#### EXCERPTED TEXT
===============

The station is a cross-platform interchange between the Tōzai Line and the Keihan Keishin Line, with two tracks and one island platform on both the second and third basement levels. The westbound platform (which is used for trains to Uzumasa Tenjingawa) is stacked above the eastbound platform (which is used for trains to Rokujizō and Biwako-Hamaotsu).

===============

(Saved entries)
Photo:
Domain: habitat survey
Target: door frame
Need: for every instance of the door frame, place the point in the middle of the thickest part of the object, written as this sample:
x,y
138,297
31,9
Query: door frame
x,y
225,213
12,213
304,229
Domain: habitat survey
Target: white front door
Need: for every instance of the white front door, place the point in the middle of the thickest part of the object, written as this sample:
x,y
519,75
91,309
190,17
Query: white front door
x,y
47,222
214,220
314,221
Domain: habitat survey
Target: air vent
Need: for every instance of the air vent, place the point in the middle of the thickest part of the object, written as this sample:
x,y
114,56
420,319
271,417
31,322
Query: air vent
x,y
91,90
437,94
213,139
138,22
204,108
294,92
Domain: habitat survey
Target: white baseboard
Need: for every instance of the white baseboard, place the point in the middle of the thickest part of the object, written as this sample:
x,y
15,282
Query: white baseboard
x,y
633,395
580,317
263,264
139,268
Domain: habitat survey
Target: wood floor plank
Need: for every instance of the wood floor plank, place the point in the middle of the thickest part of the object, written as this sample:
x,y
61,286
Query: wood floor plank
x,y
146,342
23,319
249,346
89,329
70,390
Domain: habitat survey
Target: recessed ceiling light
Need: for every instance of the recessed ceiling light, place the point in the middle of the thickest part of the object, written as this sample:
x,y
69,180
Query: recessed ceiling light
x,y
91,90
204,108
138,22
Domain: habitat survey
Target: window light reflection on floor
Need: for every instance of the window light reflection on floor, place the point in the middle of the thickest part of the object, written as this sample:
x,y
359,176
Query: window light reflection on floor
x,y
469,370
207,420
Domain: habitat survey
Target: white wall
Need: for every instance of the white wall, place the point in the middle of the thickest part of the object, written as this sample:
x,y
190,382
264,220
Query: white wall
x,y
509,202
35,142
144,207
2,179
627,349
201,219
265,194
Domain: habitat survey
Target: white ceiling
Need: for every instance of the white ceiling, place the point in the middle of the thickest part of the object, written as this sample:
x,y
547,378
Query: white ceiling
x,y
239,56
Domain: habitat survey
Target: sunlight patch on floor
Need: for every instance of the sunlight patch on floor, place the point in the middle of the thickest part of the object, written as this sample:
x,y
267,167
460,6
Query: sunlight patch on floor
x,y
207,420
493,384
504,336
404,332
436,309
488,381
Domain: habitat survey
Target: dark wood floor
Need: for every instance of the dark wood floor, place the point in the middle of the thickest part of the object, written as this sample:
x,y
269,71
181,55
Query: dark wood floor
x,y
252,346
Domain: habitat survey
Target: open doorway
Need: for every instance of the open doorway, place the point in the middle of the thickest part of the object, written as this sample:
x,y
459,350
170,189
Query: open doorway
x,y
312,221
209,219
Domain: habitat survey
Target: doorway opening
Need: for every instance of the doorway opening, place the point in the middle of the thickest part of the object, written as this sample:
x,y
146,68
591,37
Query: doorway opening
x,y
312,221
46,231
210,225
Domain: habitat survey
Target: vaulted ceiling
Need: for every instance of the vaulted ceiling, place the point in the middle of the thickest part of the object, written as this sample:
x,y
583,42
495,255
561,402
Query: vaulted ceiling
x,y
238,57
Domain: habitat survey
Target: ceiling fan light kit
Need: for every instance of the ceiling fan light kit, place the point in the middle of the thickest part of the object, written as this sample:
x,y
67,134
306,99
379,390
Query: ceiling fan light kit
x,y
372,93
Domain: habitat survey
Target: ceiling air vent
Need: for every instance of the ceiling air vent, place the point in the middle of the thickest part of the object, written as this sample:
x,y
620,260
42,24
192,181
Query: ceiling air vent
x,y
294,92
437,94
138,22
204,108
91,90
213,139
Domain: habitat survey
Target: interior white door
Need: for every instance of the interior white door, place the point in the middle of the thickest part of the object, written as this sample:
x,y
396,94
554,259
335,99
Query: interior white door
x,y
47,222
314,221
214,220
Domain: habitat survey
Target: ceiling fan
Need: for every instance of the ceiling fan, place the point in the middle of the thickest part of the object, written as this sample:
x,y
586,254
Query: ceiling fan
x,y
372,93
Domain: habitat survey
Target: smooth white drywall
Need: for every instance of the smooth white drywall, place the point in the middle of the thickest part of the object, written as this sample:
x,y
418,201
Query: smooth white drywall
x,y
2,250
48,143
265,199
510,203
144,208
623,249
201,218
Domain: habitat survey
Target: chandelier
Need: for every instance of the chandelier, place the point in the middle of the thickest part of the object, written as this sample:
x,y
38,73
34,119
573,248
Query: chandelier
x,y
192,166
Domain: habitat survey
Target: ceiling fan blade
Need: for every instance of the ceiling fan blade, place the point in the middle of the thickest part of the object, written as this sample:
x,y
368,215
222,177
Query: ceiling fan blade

===============

#### PROBLEM 1
According to the station description, on which levels are the island platforms located?
#### PROBLEM 2
Write out the part of the station description that begins with the words "The station is" and stops after "Rokujizō and Biwako-Hamaotsu).".
#### PROBLEM 3
Continue the station description, picking up after its final sentence.

#### EXERCISE RESPONSE 1
On the second and third basement levels.

#### EXERCISE RESPONSE 2
The station is a cross-platform interchange between the Tōzai Line and the Keihan Keishin Line, with two tracks and one island platform on both the second and third basement levels. The westbound platform (which is used for trains to Uzumasa Tenjingawa) is stacked above the eastbound platform (which is used for trains to Rokujizō and Biwako-Hamaotsu).

#### EXERCISE RESPONSE 3
- 2nd basement

- 3rd basement

| 1 | ■ Kyoto Subway Tōzai Line | from Rokujizō for Kyōto Shiyakusho-mae, Karasuma Oike and Uzumasa Tenjingawa |
| 2 | ■ Kyoto Subway Tōzai Line | from Hamaōtsu for Kyōto Shiyakusho-mae, Karasuma Oike and Uzumasa Tenjingawa |

| 3 | ■ Kyoto Subway Tōzai Line | for Yamashina and Rokujizō |
| 4 | ■ Keihan Railway Keishin Line | for Shinomiya and Biwako-hamaotsu |

==History==
The station originally opened on 15 August 1912 as an at-grade railway station on the Keihan Keishin Line. On 12 October 1997, the at-grade station was replaced with an underground station when the first phase of the Tōzai Line opened.